■ Direction: Rewrite the material below, replacing each "drop a marker" with "place a point" and leaving everything else unchanged.

■ Point annotation data:

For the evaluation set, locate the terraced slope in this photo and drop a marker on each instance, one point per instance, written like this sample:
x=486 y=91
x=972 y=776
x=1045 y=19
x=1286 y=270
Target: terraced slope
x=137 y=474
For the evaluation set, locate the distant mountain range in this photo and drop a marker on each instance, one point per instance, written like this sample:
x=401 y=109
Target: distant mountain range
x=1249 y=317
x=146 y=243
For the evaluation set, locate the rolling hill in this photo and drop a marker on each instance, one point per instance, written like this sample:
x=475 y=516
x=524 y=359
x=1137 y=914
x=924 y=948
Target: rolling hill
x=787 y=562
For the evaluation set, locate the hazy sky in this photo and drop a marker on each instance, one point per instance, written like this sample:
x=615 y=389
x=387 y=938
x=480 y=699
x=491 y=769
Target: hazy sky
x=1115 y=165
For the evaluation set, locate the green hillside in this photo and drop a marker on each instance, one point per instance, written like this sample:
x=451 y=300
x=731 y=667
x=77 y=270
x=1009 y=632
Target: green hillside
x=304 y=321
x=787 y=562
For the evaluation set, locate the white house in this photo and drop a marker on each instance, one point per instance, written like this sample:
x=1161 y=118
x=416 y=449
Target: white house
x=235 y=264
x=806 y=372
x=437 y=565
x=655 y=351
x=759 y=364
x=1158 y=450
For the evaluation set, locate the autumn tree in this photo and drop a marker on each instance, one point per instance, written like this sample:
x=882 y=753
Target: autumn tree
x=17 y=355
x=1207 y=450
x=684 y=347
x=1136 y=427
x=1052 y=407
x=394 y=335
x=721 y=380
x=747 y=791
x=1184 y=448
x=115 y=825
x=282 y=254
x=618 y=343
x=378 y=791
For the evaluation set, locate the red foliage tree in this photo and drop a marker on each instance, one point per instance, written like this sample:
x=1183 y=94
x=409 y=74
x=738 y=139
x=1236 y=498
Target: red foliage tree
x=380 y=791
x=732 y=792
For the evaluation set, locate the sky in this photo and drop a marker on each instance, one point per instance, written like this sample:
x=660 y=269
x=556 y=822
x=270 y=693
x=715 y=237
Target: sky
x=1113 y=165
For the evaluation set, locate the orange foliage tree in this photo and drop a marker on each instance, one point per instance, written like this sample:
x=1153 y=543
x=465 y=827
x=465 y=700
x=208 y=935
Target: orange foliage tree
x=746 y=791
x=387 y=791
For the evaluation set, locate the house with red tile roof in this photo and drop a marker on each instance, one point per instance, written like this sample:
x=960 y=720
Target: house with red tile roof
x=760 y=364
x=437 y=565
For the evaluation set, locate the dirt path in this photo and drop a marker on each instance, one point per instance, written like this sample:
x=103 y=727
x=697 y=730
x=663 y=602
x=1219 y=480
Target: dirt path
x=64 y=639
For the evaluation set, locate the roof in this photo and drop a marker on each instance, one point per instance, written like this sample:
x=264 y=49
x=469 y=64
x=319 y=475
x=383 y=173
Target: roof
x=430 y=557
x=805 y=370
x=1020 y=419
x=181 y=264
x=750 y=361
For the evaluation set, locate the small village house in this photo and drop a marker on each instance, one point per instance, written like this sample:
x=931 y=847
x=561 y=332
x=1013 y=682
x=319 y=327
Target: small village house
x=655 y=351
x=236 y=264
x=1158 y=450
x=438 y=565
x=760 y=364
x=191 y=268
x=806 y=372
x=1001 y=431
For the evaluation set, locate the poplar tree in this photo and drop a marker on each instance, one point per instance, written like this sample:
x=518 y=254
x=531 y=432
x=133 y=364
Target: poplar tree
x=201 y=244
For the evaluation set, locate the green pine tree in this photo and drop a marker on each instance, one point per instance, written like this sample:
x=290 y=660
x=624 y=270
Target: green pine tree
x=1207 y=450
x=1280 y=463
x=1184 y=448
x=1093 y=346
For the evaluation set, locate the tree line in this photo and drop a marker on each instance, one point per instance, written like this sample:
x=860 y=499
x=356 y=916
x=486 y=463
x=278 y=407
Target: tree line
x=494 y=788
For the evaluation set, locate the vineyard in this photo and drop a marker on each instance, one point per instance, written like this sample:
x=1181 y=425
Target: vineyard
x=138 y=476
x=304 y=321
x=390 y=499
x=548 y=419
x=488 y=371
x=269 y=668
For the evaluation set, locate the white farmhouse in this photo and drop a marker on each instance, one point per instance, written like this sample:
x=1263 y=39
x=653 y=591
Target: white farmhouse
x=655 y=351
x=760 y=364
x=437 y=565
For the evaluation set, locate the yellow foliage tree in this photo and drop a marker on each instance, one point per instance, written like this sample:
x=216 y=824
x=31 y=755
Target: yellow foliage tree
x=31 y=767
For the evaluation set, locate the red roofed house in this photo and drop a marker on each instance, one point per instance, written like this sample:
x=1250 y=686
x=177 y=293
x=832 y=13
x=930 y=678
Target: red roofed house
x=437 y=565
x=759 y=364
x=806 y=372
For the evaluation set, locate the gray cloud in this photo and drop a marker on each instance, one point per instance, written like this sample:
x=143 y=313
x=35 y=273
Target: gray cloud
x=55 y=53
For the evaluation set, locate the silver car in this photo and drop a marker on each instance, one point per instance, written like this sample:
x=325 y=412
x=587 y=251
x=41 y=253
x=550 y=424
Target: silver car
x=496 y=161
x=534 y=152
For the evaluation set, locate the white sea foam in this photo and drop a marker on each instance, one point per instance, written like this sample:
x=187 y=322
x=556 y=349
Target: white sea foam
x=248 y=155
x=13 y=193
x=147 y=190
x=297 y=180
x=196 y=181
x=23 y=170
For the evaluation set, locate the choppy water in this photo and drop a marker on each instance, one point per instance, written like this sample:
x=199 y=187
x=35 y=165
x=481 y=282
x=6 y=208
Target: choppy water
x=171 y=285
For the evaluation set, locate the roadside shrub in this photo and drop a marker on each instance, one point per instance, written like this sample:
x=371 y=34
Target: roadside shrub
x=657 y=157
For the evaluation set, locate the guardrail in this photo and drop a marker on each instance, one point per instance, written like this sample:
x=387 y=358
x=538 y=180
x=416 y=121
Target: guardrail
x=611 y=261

■ Solution to this exercise:
For the evaluation set, locate the terraced slope in this photo and place a point on each instance, one point per instance, written like this sample:
x=486 y=91
x=972 y=776
x=1045 y=19
x=1286 y=270
Target: terraced slope
x=137 y=474
For the evaluation set, locate the distant mountain range in this photo and place a point on each instance, one point per instance, written like this sample:
x=401 y=109
Target: distant mountain range
x=1249 y=317
x=146 y=243
For the evaluation set, locate the rolling hill in this photo and place a point on each instance, one point per instance, written like this sample:
x=475 y=516
x=524 y=359
x=1137 y=914
x=924 y=948
Target: rolling hill
x=787 y=562
For the evaluation set, locate the hazy sky in this photo and place a point on each instance, one point per instance, written like this sample:
x=615 y=389
x=387 y=938
x=480 y=699
x=491 y=769
Target: hazy sky
x=1115 y=165
For the evaluation set, locate the green hillside in this photo and place a point on each instance, one point per instance, written like this sample:
x=451 y=300
x=731 y=667
x=77 y=270
x=1009 y=632
Target: green hillside
x=304 y=321
x=787 y=562
For the evaluation set, locate the white house in this photo and place a point on each instance, one point per instance, written like this sample:
x=1161 y=118
x=416 y=449
Target: white house
x=235 y=264
x=806 y=372
x=437 y=565
x=655 y=351
x=759 y=364
x=1158 y=450
For the evaluation set, locate the autumn tree in this photo and place a point on each instance, one point per instance, written like this sample:
x=882 y=753
Target: autumn tree
x=17 y=355
x=1207 y=450
x=684 y=347
x=1136 y=427
x=1052 y=407
x=394 y=335
x=721 y=380
x=747 y=791
x=1184 y=448
x=115 y=825
x=282 y=254
x=618 y=343
x=378 y=791
For the evaluation set, locate the red foliage tree in this photo and place a point on each instance, one point per instance, written like this sample:
x=1183 y=94
x=409 y=74
x=738 y=139
x=1236 y=498
Target: red foliage tree
x=380 y=791
x=732 y=792
For the evaluation set, locate the sky in this photo and place a point on each instance, one point per instance, written like this sample:
x=660 y=269
x=556 y=822
x=270 y=693
x=715 y=237
Target: sky
x=1113 y=165
For the evaluation set, locate the orange foliage tree in this photo and place a point on each instance, one point per instance, written like this sample:
x=1153 y=543
x=465 y=827
x=465 y=700
x=208 y=935
Target: orange foliage tree
x=746 y=791
x=387 y=791
For the evaluation set, locate the house with red tile roof in this photo and place a point on each instance, one point per instance, written like this sample:
x=960 y=720
Target: house with red tile roof
x=760 y=364
x=437 y=565
For the evaluation set, locate the dirt path in this photo and place a point on each instance, one point per instance, written like this sample:
x=103 y=727
x=697 y=730
x=663 y=602
x=1219 y=480
Target: dirt path
x=64 y=639
For the evaluation set, locate the roof in this photo and place a point on each instance, one point per instance, written like this sample:
x=264 y=49
x=469 y=64
x=319 y=475
x=383 y=173
Target: roof
x=430 y=557
x=805 y=370
x=1020 y=419
x=181 y=264
x=750 y=361
For the evaluation set, locate the small village house in this photo and place a point on each instance, one point per instance, written like this sample:
x=931 y=847
x=561 y=332
x=1013 y=682
x=319 y=327
Target: small village house
x=655 y=351
x=236 y=264
x=1158 y=450
x=438 y=565
x=760 y=364
x=191 y=268
x=806 y=372
x=1001 y=431
For the evaluation set, locate the poplar tree in this photo and place a point on each instance, one point per instance, written like this sample:
x=518 y=254
x=531 y=432
x=133 y=364
Target: poplar tree
x=201 y=244
For the evaluation set, locate the green pine tree in this photo and place a point on each instance, one point per instance, written like this sample:
x=290 y=660
x=624 y=270
Target: green pine tree
x=1207 y=450
x=1280 y=463
x=1184 y=448
x=1093 y=346
For the evaluation set, locate the tree line in this photo and place a point on each instance, one point per instance, written like this sample:
x=860 y=499
x=356 y=916
x=486 y=463
x=278 y=407
Target: tree line
x=494 y=788
For the evaluation set, locate the vineyard in this photo and place a point on each instance, one point per instance, written like this sample:
x=1181 y=425
Target: vineyard
x=138 y=476
x=304 y=321
x=390 y=499
x=548 y=419
x=488 y=371
x=269 y=668
For the evaluation set, locate the white farmhouse in this photo and place a point on each instance, one point per instance, written like this sample:
x=1263 y=39
x=653 y=591
Target: white farmhouse
x=655 y=351
x=760 y=364
x=437 y=565
For the evaluation set, locate the yellow foliage tree in this photo and place a point on each instance, one point per instance, written like this sample:
x=216 y=824
x=31 y=755
Target: yellow foliage tree
x=31 y=767
For the evaluation set, locate the red roofed house in this photo and place a point on each instance, one point per instance, written like this sample:
x=1250 y=686
x=177 y=293
x=832 y=13
x=930 y=678
Target: red roofed house
x=437 y=565
x=759 y=364
x=806 y=372
For the evaluation set, locate the gray cloud in this photo and place a point on each instance, one point per instance, written like this sample:
x=143 y=313
x=35 y=273
Target: gray cloud
x=55 y=53
For the evaluation set, locate the silver car in this photo and place a point on each instance, one point per instance, written like this sample:
x=325 y=412
x=587 y=251
x=41 y=253
x=550 y=424
Target: silver car
x=496 y=161
x=534 y=152
For the evaluation set, locate the white sea foam in this photo and place a point on each instance, one point per instance, written like this sample:
x=187 y=322
x=556 y=349
Target: white sea foam
x=248 y=155
x=13 y=193
x=147 y=190
x=297 y=180
x=196 y=181
x=23 y=170
For the evaluation set, locate the choppy water in this photo and place a point on each instance, one point per instance, written like this sample:
x=199 y=187
x=35 y=165
x=481 y=282
x=6 y=208
Target: choppy water
x=171 y=285
For the evaluation set, locate the roadside shrub in this photo and place a point on each instance, one point per instance, written like this sample:
x=371 y=34
Target: roadside shrub
x=657 y=157
For the evaluation set, locate the guardrail in this photo and place a point on each instance, one point per instance, written like this sample:
x=387 y=358
x=538 y=180
x=416 y=121
Target: guardrail
x=611 y=261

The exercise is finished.